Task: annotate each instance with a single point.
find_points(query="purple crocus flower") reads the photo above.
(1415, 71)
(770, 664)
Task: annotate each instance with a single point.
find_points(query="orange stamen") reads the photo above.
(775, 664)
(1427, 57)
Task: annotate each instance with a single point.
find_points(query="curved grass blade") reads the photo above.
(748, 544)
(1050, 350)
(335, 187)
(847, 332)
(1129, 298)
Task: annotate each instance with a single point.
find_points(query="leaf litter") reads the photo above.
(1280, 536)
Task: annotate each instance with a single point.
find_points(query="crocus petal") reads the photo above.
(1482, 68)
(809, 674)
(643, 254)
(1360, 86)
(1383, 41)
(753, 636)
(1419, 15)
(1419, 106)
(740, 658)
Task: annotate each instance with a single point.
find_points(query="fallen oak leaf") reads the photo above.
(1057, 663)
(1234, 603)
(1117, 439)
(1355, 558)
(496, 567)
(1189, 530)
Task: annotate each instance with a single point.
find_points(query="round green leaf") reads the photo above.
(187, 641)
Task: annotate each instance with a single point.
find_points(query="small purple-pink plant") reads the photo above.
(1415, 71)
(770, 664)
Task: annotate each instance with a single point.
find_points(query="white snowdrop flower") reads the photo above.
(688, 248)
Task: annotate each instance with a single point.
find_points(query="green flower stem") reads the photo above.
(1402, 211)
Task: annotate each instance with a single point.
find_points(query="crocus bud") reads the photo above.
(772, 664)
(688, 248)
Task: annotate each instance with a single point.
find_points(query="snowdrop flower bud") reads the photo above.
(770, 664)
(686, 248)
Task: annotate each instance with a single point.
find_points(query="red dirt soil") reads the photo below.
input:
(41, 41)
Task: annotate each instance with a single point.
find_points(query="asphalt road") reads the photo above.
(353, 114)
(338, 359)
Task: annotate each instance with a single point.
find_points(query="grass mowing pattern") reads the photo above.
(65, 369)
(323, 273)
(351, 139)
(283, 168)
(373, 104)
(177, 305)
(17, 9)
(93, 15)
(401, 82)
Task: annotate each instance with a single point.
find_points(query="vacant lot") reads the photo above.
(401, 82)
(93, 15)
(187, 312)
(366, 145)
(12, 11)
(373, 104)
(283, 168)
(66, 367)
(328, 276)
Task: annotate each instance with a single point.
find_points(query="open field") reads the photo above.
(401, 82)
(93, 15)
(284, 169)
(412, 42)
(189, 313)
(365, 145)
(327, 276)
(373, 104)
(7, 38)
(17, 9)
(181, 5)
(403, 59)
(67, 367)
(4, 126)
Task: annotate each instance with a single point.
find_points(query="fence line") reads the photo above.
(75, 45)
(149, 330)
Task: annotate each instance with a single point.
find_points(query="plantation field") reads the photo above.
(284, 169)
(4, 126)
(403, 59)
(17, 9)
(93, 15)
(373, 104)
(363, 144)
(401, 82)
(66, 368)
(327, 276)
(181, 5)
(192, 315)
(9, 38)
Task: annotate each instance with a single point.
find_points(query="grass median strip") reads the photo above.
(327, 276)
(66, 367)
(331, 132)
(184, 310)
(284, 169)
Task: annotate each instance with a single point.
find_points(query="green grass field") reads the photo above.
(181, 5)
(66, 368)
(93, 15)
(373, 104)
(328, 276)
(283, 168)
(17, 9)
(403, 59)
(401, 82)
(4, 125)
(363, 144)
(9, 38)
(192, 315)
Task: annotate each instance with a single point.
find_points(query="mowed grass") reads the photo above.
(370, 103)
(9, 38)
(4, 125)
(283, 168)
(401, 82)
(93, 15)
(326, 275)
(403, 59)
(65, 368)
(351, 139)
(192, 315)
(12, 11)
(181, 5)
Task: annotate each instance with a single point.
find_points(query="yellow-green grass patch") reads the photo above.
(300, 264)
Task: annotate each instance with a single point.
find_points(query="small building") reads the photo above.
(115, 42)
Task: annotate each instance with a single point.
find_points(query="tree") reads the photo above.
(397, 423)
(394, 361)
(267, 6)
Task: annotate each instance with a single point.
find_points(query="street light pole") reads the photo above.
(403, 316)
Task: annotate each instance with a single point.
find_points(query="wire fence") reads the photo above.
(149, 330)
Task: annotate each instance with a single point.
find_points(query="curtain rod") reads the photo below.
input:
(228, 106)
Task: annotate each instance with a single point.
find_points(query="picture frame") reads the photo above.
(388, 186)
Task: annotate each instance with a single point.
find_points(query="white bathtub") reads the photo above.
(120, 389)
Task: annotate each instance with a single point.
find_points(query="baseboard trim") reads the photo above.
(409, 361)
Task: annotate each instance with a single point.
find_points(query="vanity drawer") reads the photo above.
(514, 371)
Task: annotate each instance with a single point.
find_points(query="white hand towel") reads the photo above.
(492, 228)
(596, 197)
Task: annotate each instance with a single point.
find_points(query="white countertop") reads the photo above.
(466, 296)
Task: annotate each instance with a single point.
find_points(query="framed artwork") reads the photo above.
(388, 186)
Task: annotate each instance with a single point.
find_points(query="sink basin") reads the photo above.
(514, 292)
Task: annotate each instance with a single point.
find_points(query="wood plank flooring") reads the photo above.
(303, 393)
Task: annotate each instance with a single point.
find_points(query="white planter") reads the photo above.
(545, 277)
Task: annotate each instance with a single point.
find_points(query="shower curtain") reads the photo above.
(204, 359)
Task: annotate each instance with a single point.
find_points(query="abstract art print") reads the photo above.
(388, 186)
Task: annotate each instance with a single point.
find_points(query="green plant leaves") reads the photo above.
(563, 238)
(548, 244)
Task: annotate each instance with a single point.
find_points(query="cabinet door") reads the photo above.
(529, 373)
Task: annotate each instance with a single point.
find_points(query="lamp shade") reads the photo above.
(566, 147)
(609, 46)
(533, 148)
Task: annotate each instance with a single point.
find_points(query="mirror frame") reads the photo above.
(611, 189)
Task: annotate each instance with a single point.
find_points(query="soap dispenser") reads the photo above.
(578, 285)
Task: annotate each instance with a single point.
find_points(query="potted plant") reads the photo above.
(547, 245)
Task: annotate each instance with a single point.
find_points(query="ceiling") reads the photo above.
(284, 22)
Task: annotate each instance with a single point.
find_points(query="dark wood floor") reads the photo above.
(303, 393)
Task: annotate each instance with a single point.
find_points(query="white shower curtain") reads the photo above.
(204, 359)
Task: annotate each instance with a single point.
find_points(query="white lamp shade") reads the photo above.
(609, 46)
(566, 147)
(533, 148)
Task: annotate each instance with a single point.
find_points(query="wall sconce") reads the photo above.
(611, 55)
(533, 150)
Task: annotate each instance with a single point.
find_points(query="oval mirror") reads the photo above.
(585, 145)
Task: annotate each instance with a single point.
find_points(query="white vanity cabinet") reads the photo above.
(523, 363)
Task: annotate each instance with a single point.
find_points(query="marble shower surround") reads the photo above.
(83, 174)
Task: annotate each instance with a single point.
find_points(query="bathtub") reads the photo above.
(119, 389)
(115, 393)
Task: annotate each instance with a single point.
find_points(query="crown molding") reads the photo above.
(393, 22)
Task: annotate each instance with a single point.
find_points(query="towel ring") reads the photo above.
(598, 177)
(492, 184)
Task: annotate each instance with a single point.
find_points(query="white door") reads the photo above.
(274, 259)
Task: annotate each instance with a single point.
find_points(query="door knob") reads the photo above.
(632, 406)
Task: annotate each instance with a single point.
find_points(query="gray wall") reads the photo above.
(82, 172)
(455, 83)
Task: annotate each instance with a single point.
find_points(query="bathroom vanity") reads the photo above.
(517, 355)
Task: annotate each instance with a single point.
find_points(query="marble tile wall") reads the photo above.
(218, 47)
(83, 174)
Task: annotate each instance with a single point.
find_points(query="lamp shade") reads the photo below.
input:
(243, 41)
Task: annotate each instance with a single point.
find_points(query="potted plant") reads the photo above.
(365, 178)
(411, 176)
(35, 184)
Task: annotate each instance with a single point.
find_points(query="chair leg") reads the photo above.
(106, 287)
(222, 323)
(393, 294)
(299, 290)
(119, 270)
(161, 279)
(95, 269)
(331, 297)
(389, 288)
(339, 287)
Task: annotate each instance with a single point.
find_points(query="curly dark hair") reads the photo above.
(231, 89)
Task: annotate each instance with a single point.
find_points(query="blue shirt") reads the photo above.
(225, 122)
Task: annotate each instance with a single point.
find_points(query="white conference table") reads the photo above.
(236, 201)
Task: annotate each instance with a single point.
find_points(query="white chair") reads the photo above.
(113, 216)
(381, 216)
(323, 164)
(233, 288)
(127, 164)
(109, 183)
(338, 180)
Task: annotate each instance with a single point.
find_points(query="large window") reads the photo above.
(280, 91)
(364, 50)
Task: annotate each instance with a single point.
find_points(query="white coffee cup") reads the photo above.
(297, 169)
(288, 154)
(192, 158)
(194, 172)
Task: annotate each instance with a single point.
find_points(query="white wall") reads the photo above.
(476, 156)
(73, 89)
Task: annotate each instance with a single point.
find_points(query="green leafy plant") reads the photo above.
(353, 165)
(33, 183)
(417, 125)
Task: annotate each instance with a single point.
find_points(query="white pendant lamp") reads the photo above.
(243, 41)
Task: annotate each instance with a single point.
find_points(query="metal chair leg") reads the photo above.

» Your task
Please return each line of the listing that contains the word "purple". Case counts.

» Result of the task
find_points(query="purple crocus flower") reads the photo above.
find_points(query="small purple-pink plant") reads the photo above.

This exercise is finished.